TASK LIST -
- A) In the forum thread about home recording, what does Merlin have mounted on the wall of the family room?
- B) List everything that the forum thread about home recording says is in ampaholic's basement family room.
- C) Carry on the forum thread about home recording from where it stops.

And from talking to pro's, I might also suggest that teamwork is the best. Learn how to track your songs, have a different guy do the mix (with different ears and different gear). And a third party for mastering if you get to that level. 

I am just a beginner, but I know guys who went to school for this stuff and get paid for doing it, so that's the basis of my comments (and the basis of my own experiments). 

Lastly, avoid all forums, except this one. 🤣😂😅


----------



## ampaholic (Sep 19, 2006)

How small can a person go with a dedicated recording room? I'm working in a basement family room with guitars hanging on the wall, big TV in the corner and exercise equipment in the middle of the room. DAW and small amount of gear crammed into a corner. Problem is I don't have a lot of extra space to build another room - but I'd like to!


----------



## Merlin (Feb 23, 2009)

ampaholic said:


> How small can a person go with a dedicated recording room? I'm working in a basement family room with guitars hanging on the wall, big TV in the corner and exercise equipment in the middle of the room. DAW and small amount of gear crammed into a corner. Problem is I don't have a lot of extra space to build another room - but I'd like to!


I don't have a dedicated recording room, but there are a few spaces where I live that I can put to use. I also have use of a rehearsal space nearby, which works well for recording the music I play. I often track audio in my bedroom, and video in the family room, as I have a greenscreen mounted on my wall.

DATASET EXTRACT -
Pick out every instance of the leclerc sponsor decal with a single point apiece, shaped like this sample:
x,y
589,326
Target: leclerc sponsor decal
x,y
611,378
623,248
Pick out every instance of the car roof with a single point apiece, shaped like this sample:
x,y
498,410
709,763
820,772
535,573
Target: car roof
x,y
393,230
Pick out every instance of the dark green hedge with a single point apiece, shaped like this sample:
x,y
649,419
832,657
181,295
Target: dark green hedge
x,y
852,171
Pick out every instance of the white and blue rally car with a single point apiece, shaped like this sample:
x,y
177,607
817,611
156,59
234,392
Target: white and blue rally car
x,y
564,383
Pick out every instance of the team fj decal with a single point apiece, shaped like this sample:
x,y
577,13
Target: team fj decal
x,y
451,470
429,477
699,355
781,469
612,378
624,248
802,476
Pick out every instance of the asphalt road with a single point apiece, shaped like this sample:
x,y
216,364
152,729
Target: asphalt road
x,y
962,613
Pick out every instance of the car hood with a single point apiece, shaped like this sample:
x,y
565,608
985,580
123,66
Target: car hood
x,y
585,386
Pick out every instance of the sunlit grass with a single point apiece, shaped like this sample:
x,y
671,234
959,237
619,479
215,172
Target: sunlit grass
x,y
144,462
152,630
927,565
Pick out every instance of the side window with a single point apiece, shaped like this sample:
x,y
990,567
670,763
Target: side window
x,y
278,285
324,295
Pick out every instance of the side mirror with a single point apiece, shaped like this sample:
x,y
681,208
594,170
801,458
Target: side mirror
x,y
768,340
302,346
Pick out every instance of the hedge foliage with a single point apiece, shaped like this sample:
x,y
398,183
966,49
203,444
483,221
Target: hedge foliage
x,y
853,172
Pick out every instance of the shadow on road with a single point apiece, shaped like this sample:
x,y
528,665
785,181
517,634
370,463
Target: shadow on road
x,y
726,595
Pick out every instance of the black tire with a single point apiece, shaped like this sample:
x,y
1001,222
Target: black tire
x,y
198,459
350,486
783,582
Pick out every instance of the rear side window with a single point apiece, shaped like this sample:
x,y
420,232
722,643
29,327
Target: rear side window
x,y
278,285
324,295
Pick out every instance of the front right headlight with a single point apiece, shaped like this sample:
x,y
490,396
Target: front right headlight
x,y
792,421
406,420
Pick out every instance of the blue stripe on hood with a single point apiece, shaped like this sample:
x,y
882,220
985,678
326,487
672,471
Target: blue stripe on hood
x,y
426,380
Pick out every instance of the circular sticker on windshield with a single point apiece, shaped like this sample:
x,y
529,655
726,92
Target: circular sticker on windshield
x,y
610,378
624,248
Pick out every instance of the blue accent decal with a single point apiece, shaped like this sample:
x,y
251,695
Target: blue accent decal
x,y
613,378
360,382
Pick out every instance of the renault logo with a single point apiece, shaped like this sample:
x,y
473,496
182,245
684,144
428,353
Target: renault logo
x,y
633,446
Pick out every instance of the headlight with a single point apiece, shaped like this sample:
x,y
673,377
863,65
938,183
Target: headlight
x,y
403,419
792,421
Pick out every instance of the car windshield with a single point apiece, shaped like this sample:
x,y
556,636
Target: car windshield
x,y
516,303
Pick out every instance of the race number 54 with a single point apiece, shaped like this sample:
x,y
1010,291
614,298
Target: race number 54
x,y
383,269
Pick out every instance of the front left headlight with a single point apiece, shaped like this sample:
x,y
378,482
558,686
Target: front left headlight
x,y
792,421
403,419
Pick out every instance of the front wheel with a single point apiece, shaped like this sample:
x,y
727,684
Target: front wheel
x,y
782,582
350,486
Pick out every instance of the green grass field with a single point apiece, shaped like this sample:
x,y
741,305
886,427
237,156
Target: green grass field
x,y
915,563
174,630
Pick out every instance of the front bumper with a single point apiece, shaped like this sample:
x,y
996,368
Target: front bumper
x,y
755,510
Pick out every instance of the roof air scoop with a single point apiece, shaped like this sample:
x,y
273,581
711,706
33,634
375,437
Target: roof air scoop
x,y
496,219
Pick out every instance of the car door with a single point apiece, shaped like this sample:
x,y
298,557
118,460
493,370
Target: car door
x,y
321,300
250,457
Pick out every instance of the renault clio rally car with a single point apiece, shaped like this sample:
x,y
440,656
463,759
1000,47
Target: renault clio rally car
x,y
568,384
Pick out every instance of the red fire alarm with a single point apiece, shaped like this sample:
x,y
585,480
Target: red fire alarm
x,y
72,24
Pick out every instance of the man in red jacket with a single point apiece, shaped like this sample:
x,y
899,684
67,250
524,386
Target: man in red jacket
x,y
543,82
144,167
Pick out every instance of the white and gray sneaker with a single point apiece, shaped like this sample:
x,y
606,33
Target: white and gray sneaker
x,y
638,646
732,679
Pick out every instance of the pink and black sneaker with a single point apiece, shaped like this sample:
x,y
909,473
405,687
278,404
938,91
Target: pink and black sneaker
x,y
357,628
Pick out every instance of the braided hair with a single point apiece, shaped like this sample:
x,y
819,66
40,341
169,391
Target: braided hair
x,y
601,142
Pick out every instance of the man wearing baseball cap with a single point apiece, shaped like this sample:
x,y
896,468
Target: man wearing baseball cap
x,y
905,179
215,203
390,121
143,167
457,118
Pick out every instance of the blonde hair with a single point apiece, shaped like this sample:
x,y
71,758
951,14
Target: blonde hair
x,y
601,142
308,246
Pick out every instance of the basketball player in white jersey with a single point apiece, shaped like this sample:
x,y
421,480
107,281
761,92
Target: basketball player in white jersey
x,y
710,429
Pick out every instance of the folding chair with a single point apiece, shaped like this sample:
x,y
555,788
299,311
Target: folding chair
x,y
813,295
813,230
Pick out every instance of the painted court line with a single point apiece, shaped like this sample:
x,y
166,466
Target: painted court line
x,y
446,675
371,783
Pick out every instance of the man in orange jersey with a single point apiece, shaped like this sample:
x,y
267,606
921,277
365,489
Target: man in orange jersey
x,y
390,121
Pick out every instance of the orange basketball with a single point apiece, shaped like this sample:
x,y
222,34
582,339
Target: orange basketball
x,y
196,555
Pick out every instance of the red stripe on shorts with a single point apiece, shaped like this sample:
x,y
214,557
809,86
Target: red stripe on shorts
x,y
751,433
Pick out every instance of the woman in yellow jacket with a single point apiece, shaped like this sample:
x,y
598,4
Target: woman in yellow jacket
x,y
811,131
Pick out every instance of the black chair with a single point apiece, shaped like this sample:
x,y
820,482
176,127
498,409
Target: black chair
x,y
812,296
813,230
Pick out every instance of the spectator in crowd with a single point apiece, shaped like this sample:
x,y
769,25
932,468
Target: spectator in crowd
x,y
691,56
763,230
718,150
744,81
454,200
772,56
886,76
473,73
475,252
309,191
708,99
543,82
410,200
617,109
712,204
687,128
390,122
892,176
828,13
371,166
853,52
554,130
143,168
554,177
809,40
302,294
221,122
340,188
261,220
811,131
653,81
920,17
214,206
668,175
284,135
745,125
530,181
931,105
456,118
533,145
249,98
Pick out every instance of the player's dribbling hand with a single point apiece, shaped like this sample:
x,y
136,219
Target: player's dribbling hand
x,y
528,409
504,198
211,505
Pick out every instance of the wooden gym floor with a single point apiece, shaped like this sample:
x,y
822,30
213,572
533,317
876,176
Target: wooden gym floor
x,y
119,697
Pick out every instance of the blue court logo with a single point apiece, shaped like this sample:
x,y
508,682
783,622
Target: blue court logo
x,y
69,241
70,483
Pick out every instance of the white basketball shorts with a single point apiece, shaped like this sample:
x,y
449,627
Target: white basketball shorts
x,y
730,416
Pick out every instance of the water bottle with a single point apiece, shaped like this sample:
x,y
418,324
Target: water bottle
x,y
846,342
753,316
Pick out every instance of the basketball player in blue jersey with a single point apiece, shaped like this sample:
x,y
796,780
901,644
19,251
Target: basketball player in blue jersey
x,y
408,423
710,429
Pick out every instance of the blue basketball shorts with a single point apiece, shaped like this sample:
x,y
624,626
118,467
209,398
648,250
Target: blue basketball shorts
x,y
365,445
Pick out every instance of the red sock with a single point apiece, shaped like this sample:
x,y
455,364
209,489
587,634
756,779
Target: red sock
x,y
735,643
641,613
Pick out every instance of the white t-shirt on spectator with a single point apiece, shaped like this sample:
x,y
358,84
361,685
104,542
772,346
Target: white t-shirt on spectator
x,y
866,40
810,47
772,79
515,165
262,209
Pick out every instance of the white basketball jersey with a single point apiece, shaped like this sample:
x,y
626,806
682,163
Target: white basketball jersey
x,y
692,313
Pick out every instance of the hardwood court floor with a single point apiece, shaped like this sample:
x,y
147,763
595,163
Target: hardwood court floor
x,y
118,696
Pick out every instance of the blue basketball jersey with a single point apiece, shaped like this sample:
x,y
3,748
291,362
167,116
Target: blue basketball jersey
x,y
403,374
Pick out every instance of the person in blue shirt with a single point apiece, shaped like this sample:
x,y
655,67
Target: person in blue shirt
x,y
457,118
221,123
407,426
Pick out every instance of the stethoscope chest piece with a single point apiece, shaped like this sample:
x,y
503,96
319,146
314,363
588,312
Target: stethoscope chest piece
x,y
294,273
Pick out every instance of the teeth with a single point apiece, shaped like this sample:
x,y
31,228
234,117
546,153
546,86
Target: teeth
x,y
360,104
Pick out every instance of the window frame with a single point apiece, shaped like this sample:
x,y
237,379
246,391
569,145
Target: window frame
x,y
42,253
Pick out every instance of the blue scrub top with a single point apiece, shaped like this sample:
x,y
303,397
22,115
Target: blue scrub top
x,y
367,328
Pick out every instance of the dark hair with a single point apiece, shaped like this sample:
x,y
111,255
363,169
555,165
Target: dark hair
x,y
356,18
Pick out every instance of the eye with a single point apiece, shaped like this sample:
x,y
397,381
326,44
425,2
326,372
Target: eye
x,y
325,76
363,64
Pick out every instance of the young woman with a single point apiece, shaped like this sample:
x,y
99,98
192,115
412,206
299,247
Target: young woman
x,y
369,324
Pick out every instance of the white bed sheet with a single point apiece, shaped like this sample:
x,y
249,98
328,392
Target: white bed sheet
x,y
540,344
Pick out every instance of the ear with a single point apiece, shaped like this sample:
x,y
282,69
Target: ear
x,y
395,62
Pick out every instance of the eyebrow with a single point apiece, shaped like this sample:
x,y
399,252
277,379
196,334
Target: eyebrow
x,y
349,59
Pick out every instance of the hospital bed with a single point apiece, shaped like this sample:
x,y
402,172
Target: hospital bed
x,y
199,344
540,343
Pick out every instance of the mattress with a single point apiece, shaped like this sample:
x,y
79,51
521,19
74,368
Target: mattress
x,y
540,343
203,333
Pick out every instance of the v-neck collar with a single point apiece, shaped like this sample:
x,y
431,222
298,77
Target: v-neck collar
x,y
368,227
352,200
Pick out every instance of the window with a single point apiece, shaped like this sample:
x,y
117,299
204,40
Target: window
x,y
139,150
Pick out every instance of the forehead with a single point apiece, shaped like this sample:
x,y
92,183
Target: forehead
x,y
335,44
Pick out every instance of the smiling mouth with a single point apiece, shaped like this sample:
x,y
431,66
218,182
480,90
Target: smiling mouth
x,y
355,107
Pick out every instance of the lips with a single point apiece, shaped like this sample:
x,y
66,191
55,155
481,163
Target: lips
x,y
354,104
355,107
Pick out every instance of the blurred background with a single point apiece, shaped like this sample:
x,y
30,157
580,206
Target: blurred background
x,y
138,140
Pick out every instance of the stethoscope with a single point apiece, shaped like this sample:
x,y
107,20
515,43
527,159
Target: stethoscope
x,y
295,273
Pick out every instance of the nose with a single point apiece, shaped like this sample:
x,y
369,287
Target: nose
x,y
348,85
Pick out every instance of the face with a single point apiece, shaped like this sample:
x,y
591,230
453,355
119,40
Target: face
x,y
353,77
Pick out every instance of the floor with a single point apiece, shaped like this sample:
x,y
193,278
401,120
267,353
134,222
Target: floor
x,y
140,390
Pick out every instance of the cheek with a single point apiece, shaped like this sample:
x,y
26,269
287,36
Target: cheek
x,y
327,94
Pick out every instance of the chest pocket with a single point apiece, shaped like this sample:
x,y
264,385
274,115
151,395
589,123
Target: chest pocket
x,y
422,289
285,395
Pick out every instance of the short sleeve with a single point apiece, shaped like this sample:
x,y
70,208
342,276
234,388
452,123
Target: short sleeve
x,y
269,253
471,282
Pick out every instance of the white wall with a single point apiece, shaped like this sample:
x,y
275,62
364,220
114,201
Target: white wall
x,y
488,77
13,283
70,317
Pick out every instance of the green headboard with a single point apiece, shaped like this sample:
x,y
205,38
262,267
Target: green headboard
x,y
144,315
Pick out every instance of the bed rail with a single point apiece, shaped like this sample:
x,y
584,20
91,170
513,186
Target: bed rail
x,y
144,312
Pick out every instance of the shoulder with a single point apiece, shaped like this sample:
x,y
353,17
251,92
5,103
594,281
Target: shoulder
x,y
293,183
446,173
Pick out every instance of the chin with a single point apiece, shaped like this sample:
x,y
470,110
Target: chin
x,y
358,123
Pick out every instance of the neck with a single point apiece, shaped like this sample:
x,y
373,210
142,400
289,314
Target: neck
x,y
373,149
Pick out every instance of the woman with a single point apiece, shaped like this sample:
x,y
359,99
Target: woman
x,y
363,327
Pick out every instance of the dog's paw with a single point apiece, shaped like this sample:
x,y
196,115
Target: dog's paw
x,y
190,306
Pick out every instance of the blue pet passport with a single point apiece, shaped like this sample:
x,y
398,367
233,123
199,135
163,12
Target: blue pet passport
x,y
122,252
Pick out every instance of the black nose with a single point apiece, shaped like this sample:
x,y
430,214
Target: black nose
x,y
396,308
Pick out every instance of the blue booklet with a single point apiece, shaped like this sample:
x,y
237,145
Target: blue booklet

RESULTS IN ORDER -
- A) A greenscreen.

- B)
- Guitars hanging on the wall
- A big TV in the corner
- Exercise equipment in the middle of the room
- A DAW and a small amount of gear crammed into a corner

- C)
----------



## tdotrob (Feb 24, 2019)

KapnKrunch said:


> Before you start "treating" your room find out what the problems are. Do the arithmetic. It's easy. And just as vital for monitoring as well as playing and recording.
> 
> Find the room resonances. Built the bass traps to stop the problems at their lowest fundamentals.
> 
> ...


Thanks. I’m looking at my room now and definitely gonna be listening to your advice to figure out the treatment.


----------



## tdotrob (Feb 24, 2019)

KapnKrunch said:


> Best advice so far. The Songwriting Forum is full of talk about virtual knob-twiddling. And then it still sounds like shit.
> 
> "The best EQ is no EQ".
> 
> ...


The first album I ever recorded for my band sounded so shitty after we mixed it. We spent a lot of time getting the recording down and sounding pretty good. We crapped all over the mix. Me and my brother spent so much time mixing and listening. Everytime we thought it was perfect in our mixing room at the time, we’d listen a couple days later again and be confused how it sounds so different now and bad. We were going on tour and didn’t have time to remix and remaster so we pressed our final mixes and went on tour. We got positive feedback but knew it sounded like garbage.

a year later my friend remixed it for fun and made it sound great. He reported that we did a good job recording everything but mixing I think was just way over our heads and after recording everything I think we were burnt out on the songs and just didn’t know enough.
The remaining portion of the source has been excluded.